**Teks Bacaan:**
<<<<

Pertama kali saya mengetahui perihal Bang Andi Arief terjerembab dalam kasus narkoba adalah ketika Kompasiana mengumumkannya sebagai Topik Pilihan terbaru. Itulah gambaran betapa besarnya nilai berita tersebut.
Umpatan, makian, dan cacian tentu sudah dilayangkan kepada sang pesakitan. Mertua saya salah satunya. Wajar. Selama ini masyarakat sudah lumayan gerah atas omelan dan komentar-komentar Bang Andi yang bombastis, arogan, dan unfaedah. Kini, semua emosi itu diledakkan. Plus, diakhiri dengan ungkapan: "Sukurin!"
Di balik terali Bang Andi kini termangu. Menyesalkah? Hanya dia yang tahu. Berdasarkan pengalaman saya, pecandu narkoba umumnya sudah kebas-etika. Itulah pelajaran yang saya dapatkan setelah beberapa kali mengadakan pelayanan ke suatu panti rehabilitasi di kawasan Sentul, Bogor.
"Pecandu narkoba bisa jadi adalah orang-orang paling manipulatif yang pernah Anda temui." Peringatan ini saya peroleh dari direktur panti rehabilitasi tersebut. Warga binaan yang paling santun dan berkelakuan baik justru biasanya merancang muslihat yang paling busuk.
Tulisan ini tidak bermaksud untuk menambah umpatan dalam antrian. Bukan pula untuk membesarkan penghakiman kepada para pecandu atau pria hidung belang. Pertanyaan besar di benak kita mungkin adalah mengapa akhirnya seorang Andi Arief nyabu?
Dalam kasus drug-abuse, lingkungan berpengaruh besar. Macam-macam faktornya, dari dibesarkan orang tua yang juga kecanduan, intimidasi pergaulan (peer-presure), tekanan pekerjaan (stress), sampai trauma pelecehan fisik atau seksual.
Melihat perjalanan hidup Bang Andi, mungkin yang terakhir-lah penyebabnya. Sebagai aktivis pro-demokrasi yang pernah diculik rezim Soeharto, Bang Andi bisa terjebak di dalam trauma itu. Seringkali pengalaman traumatis memicu seorang melakukan defense mechanism, salah satunya jenis escapism, dengan lari ke obat-obat penenang.

>>>>

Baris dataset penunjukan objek
<<<<

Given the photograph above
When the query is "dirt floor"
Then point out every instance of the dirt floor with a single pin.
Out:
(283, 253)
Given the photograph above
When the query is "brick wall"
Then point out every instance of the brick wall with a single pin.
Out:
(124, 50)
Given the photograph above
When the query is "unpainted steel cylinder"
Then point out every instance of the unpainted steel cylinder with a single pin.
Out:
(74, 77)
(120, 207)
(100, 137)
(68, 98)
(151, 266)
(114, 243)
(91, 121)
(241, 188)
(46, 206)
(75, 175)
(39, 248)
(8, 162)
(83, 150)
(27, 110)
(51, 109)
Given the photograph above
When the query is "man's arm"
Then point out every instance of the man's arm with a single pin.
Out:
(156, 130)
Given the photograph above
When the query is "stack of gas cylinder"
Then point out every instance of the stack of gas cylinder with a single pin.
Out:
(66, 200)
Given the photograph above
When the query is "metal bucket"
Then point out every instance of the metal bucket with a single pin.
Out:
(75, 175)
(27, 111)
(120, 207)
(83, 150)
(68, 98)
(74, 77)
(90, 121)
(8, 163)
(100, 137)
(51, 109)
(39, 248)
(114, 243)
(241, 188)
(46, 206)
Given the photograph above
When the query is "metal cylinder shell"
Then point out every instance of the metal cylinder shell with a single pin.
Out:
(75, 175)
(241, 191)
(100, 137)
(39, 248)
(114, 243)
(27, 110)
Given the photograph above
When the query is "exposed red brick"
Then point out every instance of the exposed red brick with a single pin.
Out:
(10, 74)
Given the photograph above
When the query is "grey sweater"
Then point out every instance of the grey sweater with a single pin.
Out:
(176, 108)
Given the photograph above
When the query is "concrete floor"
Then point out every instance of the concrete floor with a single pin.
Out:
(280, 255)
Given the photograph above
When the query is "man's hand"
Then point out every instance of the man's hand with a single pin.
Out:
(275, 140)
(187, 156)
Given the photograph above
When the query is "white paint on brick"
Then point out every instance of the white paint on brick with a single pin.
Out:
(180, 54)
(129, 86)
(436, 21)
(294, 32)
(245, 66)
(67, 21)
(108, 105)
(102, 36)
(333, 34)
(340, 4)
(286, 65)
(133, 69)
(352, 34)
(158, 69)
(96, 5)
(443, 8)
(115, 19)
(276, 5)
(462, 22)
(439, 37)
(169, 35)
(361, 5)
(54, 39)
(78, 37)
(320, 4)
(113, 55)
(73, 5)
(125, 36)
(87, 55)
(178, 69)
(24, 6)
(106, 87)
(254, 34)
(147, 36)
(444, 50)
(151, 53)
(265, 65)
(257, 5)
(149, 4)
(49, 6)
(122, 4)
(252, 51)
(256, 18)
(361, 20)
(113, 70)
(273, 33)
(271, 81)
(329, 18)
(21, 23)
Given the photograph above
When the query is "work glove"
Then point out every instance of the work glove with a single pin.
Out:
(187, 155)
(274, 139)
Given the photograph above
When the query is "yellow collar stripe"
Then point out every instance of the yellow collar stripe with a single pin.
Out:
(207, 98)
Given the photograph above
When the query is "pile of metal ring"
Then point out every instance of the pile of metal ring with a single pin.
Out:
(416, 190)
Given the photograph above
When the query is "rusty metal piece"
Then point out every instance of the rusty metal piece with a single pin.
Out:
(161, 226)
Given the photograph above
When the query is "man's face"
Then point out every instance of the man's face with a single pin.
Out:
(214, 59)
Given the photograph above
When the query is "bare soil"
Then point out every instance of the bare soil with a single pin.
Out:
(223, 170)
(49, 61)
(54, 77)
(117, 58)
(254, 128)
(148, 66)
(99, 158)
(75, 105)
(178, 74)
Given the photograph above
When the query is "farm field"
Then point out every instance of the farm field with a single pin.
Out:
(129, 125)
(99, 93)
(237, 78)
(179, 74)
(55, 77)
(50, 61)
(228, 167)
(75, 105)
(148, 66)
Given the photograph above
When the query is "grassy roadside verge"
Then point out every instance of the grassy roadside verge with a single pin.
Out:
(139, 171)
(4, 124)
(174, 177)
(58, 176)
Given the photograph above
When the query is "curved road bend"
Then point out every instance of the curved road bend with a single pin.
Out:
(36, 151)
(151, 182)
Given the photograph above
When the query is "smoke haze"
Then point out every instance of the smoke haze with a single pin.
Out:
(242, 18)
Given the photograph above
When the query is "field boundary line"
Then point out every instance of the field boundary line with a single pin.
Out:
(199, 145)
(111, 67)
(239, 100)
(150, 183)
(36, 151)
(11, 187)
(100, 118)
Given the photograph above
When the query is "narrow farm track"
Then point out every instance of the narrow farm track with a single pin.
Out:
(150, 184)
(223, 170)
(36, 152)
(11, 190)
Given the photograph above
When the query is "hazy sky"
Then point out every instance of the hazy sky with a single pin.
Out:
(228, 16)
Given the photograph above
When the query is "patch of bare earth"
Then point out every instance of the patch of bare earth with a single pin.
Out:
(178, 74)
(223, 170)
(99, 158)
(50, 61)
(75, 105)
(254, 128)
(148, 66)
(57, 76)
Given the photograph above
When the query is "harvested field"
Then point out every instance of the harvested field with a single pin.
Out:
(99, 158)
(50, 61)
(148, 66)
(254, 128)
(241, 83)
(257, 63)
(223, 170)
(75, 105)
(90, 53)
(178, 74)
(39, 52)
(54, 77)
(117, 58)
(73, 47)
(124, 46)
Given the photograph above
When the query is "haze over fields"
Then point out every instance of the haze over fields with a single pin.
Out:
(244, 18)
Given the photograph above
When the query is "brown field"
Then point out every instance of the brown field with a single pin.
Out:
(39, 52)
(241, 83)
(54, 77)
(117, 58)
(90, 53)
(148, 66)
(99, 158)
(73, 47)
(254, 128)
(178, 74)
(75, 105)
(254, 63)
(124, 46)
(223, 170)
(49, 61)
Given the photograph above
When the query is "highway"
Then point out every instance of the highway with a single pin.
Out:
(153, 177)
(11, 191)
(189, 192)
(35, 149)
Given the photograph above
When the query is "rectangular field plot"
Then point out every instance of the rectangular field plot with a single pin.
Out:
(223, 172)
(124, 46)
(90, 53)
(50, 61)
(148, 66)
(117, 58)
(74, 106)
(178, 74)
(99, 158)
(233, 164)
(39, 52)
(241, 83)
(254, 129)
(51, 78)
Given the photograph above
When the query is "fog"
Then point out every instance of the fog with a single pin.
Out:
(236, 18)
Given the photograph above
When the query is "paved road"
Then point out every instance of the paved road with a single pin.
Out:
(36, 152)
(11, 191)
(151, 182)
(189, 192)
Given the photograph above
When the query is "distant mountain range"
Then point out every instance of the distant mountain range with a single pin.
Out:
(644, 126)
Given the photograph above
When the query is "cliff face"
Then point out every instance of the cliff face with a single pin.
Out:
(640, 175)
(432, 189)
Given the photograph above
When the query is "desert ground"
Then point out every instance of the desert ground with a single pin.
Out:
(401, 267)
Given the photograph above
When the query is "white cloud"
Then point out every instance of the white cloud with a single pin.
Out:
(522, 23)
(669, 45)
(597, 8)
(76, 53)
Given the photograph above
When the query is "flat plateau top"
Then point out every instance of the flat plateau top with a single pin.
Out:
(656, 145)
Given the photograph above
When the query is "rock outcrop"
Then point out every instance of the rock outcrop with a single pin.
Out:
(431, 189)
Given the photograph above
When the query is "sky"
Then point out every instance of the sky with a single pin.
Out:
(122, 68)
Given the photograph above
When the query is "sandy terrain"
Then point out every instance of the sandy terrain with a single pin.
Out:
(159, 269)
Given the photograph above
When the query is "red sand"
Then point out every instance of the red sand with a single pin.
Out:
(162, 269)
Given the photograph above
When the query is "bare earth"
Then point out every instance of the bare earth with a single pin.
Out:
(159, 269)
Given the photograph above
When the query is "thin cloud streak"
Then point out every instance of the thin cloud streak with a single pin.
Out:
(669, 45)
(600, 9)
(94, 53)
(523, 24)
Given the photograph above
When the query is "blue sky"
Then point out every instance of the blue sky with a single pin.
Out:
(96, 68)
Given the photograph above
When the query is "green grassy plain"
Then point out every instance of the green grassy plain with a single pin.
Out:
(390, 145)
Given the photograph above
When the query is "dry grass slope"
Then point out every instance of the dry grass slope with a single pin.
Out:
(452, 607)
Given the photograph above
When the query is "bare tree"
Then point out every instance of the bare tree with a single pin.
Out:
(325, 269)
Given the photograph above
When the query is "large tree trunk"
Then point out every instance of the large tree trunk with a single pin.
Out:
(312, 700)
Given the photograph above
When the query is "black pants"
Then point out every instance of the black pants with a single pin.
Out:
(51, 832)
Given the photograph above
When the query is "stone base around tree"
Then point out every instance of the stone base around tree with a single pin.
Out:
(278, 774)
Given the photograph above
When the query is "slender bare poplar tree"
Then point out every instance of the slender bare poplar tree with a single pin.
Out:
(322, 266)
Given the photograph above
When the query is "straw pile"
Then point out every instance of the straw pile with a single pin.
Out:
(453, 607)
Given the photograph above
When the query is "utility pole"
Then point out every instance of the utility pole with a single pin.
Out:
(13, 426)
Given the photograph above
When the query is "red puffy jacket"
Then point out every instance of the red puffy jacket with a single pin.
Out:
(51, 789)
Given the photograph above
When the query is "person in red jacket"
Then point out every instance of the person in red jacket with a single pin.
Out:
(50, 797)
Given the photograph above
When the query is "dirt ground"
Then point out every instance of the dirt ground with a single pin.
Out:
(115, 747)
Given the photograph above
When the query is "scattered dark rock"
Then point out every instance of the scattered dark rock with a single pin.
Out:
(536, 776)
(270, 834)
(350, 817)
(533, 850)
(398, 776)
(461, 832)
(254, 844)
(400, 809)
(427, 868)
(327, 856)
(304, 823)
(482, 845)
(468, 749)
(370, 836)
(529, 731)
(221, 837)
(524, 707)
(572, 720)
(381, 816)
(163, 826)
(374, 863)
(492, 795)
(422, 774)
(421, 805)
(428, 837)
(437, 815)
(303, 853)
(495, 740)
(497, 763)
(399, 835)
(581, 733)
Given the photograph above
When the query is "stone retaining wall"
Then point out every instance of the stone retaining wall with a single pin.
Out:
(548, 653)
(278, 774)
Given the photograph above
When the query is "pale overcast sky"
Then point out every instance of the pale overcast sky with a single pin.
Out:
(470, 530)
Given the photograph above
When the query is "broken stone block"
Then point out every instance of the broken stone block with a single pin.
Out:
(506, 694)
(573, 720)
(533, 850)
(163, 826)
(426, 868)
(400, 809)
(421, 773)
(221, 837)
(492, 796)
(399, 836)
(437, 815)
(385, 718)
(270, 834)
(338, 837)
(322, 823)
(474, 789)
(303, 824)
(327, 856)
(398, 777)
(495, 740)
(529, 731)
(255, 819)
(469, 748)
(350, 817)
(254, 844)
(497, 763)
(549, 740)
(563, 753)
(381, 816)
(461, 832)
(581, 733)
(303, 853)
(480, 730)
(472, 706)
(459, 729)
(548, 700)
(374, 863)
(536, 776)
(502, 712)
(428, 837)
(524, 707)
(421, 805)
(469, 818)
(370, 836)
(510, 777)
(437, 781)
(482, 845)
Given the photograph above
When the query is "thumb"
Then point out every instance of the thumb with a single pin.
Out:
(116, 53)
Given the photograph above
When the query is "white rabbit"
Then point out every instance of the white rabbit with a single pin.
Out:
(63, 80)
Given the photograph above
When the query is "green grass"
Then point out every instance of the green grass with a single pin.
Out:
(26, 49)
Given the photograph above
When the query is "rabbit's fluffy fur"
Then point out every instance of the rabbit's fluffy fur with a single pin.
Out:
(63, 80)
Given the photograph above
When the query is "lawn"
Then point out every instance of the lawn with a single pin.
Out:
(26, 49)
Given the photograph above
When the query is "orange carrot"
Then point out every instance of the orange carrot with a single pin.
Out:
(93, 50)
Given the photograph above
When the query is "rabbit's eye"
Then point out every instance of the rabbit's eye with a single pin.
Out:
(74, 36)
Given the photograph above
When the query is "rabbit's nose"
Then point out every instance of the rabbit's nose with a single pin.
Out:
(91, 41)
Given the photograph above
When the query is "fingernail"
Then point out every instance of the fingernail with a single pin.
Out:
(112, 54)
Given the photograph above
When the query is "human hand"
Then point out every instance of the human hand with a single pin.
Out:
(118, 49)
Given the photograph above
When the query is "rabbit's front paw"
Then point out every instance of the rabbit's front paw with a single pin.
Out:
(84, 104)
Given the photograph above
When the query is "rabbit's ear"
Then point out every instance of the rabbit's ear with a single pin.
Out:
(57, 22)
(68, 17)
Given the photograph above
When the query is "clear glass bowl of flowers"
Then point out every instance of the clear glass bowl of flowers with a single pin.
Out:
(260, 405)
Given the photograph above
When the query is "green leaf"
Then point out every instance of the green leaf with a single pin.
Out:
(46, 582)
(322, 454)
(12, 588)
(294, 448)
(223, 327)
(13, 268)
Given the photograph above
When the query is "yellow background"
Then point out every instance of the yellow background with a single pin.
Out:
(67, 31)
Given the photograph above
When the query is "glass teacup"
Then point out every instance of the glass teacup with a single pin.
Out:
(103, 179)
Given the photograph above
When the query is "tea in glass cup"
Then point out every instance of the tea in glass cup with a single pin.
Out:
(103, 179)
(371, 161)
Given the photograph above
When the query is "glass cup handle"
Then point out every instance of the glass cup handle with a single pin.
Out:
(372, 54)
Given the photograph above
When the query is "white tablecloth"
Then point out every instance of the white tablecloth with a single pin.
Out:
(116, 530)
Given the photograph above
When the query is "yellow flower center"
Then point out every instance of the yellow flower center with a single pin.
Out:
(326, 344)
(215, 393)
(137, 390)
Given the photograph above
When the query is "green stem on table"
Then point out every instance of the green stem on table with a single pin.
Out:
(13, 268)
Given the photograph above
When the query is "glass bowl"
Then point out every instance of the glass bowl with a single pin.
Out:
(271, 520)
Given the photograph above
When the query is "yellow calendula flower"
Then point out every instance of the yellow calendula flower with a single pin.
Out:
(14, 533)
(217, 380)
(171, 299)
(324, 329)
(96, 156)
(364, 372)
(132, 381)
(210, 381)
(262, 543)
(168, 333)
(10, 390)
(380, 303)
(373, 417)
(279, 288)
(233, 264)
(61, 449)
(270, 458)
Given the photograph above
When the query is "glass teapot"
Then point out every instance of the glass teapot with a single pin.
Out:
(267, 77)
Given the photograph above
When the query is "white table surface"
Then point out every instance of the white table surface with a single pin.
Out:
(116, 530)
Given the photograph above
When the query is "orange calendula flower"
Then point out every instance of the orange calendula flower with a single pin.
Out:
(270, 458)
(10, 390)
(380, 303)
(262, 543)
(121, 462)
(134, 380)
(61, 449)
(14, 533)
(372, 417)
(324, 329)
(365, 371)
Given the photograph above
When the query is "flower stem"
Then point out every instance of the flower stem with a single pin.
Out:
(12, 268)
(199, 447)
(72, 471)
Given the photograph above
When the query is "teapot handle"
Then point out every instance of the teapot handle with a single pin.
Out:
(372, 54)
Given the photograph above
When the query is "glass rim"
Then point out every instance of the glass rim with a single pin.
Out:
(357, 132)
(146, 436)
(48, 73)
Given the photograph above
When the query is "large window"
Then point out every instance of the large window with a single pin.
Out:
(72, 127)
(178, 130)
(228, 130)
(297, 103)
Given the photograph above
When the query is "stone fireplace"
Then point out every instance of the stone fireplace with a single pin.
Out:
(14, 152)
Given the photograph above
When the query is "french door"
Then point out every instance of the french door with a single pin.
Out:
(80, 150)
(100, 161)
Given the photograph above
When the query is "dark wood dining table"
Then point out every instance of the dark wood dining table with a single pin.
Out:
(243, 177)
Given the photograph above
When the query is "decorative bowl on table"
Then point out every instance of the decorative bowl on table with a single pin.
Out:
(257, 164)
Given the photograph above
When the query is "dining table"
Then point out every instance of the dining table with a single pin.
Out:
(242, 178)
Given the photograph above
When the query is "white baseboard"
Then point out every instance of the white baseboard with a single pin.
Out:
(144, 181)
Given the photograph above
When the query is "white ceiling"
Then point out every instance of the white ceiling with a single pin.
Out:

>>>>

**Perintah Latihan:**
A. Kutip seluruh bagian teks bacaan dari "Tulisan ini tidak" hingga "fisik atau seksual.".
B. Jawab pertanyaan berikut berdasarkan teks bacaan.
(i) Di kawasan mana letak panti rehabilitasi tempat penulis beberapa kali mengadakan pelayanan?
(ii) Menurut peringatan direktur panti rehabilitasi, pecandu narkoba bisa jadi adalah orang-orang seperti apa?
(iii) Rezim siapa yang pernah menculik Bang Andi sebagai aktivis pro-demokrasi?
C. Ubah paragraf teks bacaan yang diawali "Dalam kasus drug-abuse" menjadi sebuah daftar tanpa menghilangkan fakta utamanya.

**Kumpulan Jawaban:**
A.
Tulisan ini tidak bermaksud untuk menambah umpatan dalam antrian. Bukan pula untuk membesarkan penghakiman kepada para pecandu atau pria hidung belang. Pertanyaan besar di benak kita mungkin adalah mengapa akhirnya seorang Andi Arief nyabu?
Dalam kasus drug-abuse, lingkungan berpengaruh besar. Macam-macam faktornya, dari dibesarkan orang tua yang juga kecanduan, intimidasi pergaulan (peer-presure), tekanan pekerjaan (stress), sampai trauma pelecehan fisik atau seksual.

B.
(i) Di kawasan Sentul, Bogor.
(ii) Orang-orang paling manipulatif yang pernah Anda temui.
(iii) Rezim Soeharto.

C.
Dalam kasus penyalahgunaan narkoba, lingkungan berpengaruh besar. Faktornya antara lain:
- dibesarkan orang tua yang juga kecanduan
- intimidasi pergaulan
- tekanan pekerjaan (stres)
- trauma pelecehan fisik atau seksual